## Task brief:
Retype the listing below word for word, omitting the pictures from your answer.

[Location identification items]
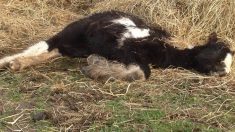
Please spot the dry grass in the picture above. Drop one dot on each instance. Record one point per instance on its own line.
(77, 103)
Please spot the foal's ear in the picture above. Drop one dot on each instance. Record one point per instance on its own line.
(233, 52)
(212, 38)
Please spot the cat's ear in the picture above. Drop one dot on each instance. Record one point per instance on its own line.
(212, 38)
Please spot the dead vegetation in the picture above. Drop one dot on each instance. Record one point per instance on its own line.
(59, 92)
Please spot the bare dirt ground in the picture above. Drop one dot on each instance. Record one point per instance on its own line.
(56, 96)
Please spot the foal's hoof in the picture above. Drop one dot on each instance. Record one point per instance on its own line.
(15, 65)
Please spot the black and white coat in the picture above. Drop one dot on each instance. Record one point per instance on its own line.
(122, 46)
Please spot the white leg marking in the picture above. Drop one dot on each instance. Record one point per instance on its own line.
(228, 62)
(39, 48)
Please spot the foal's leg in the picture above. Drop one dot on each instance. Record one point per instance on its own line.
(23, 62)
(100, 68)
(35, 54)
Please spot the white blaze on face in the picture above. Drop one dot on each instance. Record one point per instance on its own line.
(228, 62)
(124, 21)
(132, 31)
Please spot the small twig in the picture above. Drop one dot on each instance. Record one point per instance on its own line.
(12, 123)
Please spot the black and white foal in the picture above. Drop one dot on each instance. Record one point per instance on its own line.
(122, 46)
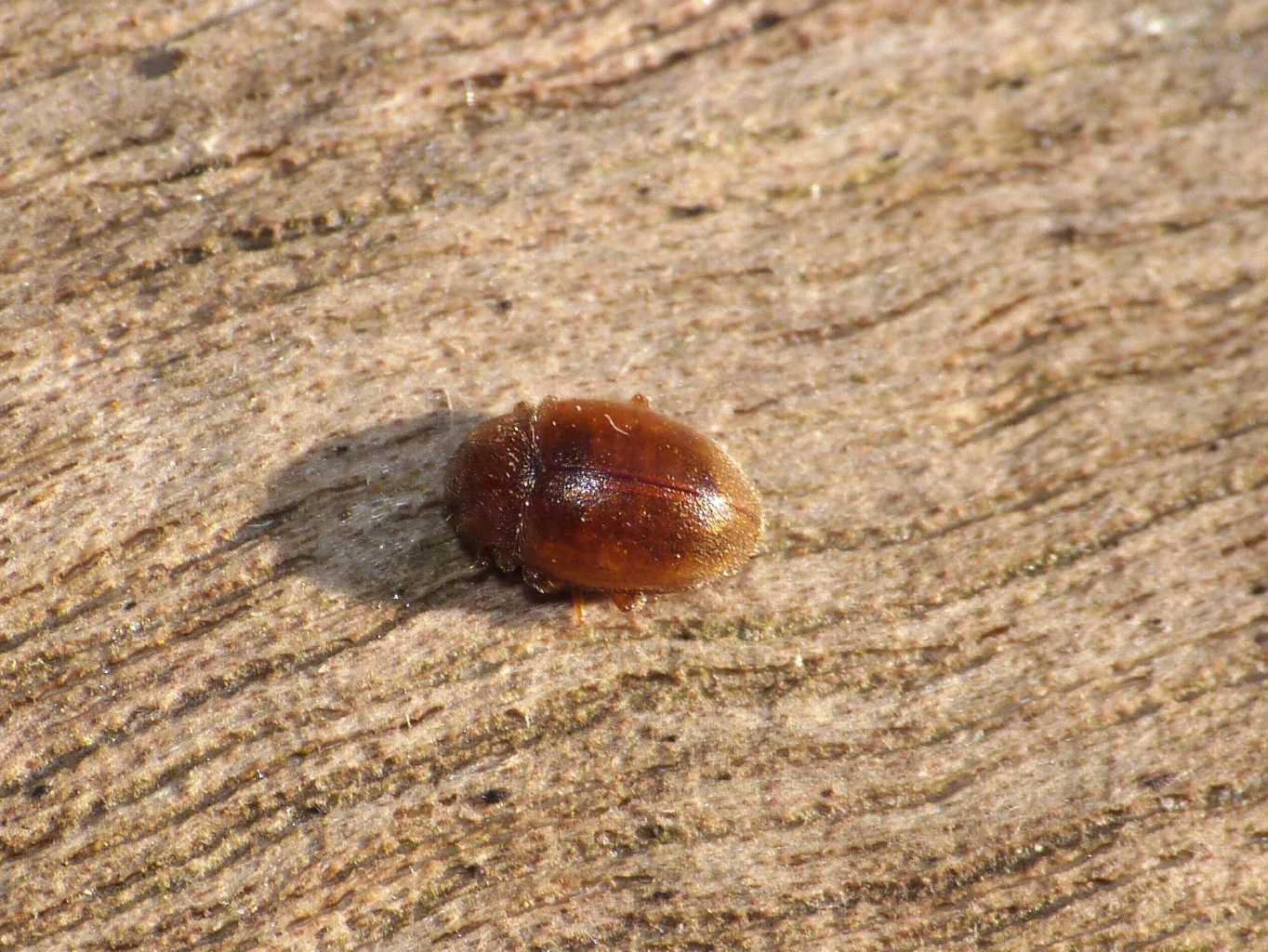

## Written solution:
Please spot the dry grass in the picture above. Drop one dot on each instance. Record one point per instance on its own line.
(77, 103)
Please spot the foal's ear in the picture above. Drop one dot on each instance. Record one point per instance on its own line.
(233, 52)
(212, 38)
Please spot the cat's ear in the picture above. Drop one dot on each instance. Record one point per instance on its own line.
(212, 38)
Please spot the dead vegetation in the picture above. Drop one dot on each instance. Record one point per instance on its own line.
(59, 92)
Please spot the bare dirt ground in the picture above. Drop one dot on each instance. Record one point per instance on its own line.
(56, 96)
Please spot the foal's hoof in the picture above. Drop one dot on each instance. Record one point per instance on its own line.
(15, 65)
Please spot the black and white coat in the picture above. Drop one dot on each instance. Record one point per instance on its own line.
(122, 46)
Please spot the white leg marking in the picture above. Drop one dot on each instance. Record one point per instance on its own line.
(228, 62)
(39, 48)
Please spot the foal's leg in the picture above. Drop one dot on each instance. Record one point per instance on its own line.
(23, 62)
(100, 68)
(35, 54)
Please spot the white blaze on face in the picture above. Drop one dot on each instance. Record one point per instance on its own line.
(228, 62)
(124, 21)
(132, 31)
Please spot the small twig in the picture above. Drop one dot on each instance. Record one point per instance on its own line.
(12, 123)
Please spot the black and white foal in the picture above. Drop one dot on each instance. Record one point per instance on its own line.
(122, 46)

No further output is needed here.